-- To do --
Each entry below must be repeated exactly, with pictures left out.

Segment Start: Source information

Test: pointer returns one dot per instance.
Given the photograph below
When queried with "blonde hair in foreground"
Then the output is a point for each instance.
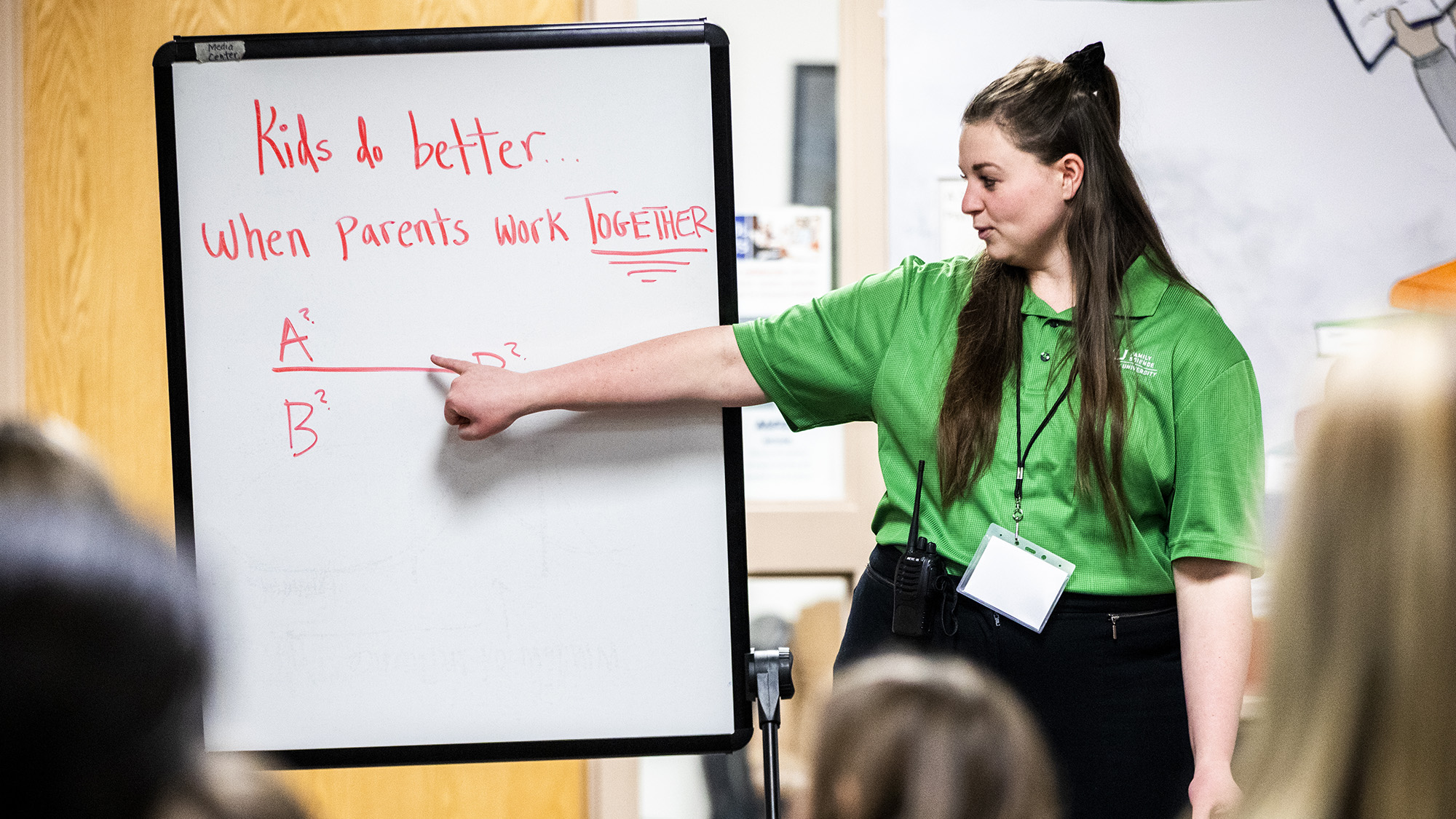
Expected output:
(1361, 711)
(908, 736)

Segment End: Source information

-- Response box --
Test: pointer returns one dot per instance.
Given the photograph below
When queried with "blonde hair in foreground"
Then the output is a point for each instance.
Expected output:
(1361, 711)
(908, 736)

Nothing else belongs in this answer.